- [Text passage]
* BEGIN *
When you accept our views we shall be in full agreement with you.

Moshe Dayan
to Cyrus Vance,
August 10, 1977


CONSERVATISM


A conservative is someone who demands a square deal for the rich.

David Frost,
TVam,
1983


DEMOCRACY


Democracy is the name we give the people whenever we need them.

Robert,
Marquis de Flers
and
Arman de Caillavet, L'habit vert, May 31, 1913


Democracy means government by the uneducated, while aristocracy means government by the badly educated.

G. K. Chesterton,
New York Times, 1931


Our great democracies still tend to think that a stupid man is more likely to be honest than a clever man, and our politicians take advantage of this prejudice by pretending to be even more stupid than nature has made them.

Bertrand Russell,
New Hopes for a Changing World, 1951


Democracy is that system of government under which the people, having 35,717,342 native-born adult whites to choose from, including thousands who are handsome and many who are wise, pick out a Coolidge to be head of the States.

H. L. Mencken,
Prejudices,
Fifth Series,
1926


You can hold an important public office forever in our country with no qualifications for it but a clean nose, a photogenic face, and a closed mouth. If on top of that you look good on a horse, you are unbeatable.

Raymond Chandler,
The Long Goodbye,
1953

Under democracy, one party always devotes its chief energies to trying to prove that the other party is unfit to rule—and both commonly succeed, and are right.
* END *
- [Stored rows]
* BEGIN *
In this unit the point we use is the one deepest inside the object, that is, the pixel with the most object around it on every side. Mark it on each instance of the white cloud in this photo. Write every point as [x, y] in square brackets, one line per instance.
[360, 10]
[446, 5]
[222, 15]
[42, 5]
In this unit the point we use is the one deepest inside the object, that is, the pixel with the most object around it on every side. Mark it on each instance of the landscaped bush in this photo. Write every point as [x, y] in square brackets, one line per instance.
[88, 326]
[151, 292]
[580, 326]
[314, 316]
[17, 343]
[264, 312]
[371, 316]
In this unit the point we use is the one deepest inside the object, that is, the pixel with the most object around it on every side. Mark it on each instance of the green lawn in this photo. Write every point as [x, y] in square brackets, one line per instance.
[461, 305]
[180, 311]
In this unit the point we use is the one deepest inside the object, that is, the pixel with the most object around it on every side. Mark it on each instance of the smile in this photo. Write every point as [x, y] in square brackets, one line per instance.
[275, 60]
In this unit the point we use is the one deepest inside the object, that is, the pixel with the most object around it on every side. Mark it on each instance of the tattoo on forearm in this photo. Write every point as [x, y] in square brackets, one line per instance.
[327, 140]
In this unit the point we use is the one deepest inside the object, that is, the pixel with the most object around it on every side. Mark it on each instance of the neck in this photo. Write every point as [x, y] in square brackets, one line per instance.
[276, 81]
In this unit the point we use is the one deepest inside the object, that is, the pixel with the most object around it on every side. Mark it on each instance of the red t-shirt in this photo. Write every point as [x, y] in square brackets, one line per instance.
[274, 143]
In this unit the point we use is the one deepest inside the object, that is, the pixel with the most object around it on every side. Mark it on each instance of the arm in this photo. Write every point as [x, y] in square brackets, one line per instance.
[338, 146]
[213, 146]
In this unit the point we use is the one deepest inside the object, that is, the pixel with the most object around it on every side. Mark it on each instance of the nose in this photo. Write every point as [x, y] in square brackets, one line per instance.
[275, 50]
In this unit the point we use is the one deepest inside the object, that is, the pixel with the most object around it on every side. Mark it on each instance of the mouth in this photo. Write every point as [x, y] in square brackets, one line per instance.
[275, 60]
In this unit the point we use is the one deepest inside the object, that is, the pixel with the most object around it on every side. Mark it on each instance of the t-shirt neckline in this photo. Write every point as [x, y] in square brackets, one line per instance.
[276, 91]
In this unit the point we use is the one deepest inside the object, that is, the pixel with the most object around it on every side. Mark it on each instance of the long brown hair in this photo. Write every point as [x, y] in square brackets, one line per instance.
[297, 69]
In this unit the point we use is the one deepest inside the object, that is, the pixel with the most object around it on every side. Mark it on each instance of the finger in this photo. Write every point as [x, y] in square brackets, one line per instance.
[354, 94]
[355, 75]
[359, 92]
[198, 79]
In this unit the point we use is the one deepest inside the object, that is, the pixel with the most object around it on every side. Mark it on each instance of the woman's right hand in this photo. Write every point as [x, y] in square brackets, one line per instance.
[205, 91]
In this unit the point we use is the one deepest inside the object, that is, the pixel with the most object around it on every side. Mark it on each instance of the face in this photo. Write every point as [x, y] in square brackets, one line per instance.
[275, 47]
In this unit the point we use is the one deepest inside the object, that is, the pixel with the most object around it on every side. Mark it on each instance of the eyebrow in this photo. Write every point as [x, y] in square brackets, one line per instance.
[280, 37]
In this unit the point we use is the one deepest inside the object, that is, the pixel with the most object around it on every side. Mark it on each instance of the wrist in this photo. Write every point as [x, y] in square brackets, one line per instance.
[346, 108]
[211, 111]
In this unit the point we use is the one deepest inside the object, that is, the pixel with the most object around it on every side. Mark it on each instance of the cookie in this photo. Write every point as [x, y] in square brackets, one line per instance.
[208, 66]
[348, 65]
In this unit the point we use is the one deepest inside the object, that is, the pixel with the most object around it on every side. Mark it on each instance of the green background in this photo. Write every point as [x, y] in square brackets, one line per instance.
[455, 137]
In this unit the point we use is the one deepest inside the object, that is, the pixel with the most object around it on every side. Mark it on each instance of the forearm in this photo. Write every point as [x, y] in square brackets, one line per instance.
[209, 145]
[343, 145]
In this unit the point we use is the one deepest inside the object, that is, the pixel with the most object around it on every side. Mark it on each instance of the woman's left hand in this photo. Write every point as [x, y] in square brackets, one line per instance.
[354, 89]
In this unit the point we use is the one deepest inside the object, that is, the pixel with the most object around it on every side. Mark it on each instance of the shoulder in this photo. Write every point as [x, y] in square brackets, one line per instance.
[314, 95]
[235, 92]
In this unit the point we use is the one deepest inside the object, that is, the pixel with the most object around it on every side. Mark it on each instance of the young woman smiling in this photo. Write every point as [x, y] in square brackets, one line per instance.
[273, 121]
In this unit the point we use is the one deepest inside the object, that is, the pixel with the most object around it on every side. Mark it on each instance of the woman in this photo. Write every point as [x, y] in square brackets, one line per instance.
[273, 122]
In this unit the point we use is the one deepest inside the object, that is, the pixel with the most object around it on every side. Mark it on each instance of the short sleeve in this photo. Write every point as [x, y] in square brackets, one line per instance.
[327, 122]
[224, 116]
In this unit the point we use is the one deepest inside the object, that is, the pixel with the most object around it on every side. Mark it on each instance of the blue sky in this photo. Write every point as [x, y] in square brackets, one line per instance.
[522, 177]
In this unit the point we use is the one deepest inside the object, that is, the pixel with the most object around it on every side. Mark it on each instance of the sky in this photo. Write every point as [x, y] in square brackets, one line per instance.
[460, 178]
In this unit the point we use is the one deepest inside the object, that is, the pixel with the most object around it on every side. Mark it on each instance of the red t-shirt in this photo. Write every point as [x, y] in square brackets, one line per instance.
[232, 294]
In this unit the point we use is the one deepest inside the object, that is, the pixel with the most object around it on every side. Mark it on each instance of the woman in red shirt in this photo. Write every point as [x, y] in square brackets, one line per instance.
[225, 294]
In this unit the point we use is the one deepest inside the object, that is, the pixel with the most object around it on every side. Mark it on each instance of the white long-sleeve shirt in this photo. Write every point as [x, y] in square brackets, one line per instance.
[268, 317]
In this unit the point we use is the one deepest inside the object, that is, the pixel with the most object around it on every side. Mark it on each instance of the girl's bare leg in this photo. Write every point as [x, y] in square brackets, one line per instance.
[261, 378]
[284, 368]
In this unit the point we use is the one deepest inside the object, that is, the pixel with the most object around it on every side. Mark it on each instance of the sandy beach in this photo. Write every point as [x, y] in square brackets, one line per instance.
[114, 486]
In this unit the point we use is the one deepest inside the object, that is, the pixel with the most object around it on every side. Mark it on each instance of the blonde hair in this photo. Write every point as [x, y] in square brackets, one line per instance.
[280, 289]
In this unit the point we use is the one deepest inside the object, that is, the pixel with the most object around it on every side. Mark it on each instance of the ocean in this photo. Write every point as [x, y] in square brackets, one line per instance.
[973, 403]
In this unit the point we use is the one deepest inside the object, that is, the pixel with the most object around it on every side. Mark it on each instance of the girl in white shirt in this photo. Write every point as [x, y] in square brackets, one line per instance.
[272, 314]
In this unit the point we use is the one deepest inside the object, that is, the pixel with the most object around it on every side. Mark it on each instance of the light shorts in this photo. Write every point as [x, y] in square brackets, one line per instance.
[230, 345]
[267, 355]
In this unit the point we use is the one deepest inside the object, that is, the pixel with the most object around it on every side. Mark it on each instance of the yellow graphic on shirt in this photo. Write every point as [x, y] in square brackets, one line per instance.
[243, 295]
* END *
- [Instructions]
a) Rewrite the quotation collection from "Democracy is that" up to and including "you are unbeatable.", replacing "Coolidge" with "Harding".
b) Decide whether each statement agrees with the quotation collection, and answer yes or no, quoting the deciding words: (i) The G. K. Chesterton quotation is credited to the New York Times in 1931. (ii) The Bertrand Russell quotation comes from a work dated 1953. (iii) The Moshe Dayan remark was addressed to Cyrus Vance.
c) Answer these questions from the quotation collection:
(i) In what year is the David Frost quotation dated?
(ii) Which Raymond Chandler work is the source of the remark about looking good on a horse?
(iii) How many native-born adult whites does the H. L. Mencken quotation say the people have to choose from?
The records aren't needed for anything here.

- [Outputs for the tasks]
a)
Democracy is that system of government under which the people, having 35,717,342 native-born adult whites to choose from, including thousands who are handsome and many who are wise, pick out a Harding to be head of the States.

H. L. Mencken,
Prejudices,
Fifth Series,
1926


You can hold an important public office forever in our country with no qualifications for it but a clean nose, a photogenic face, and a closed mouth. If on top of that you look good on a horse, you are unbeatable.

b)
(i) Yes: "G. K. Chesterton, New York Times, 1931"
(ii) No: "New Hopes for a Changing World, 1951"
(iii) Yes: "to Cyrus Vance"

c)
(i) 1983
(ii) The Long Goodbye
(iii) 35,717,342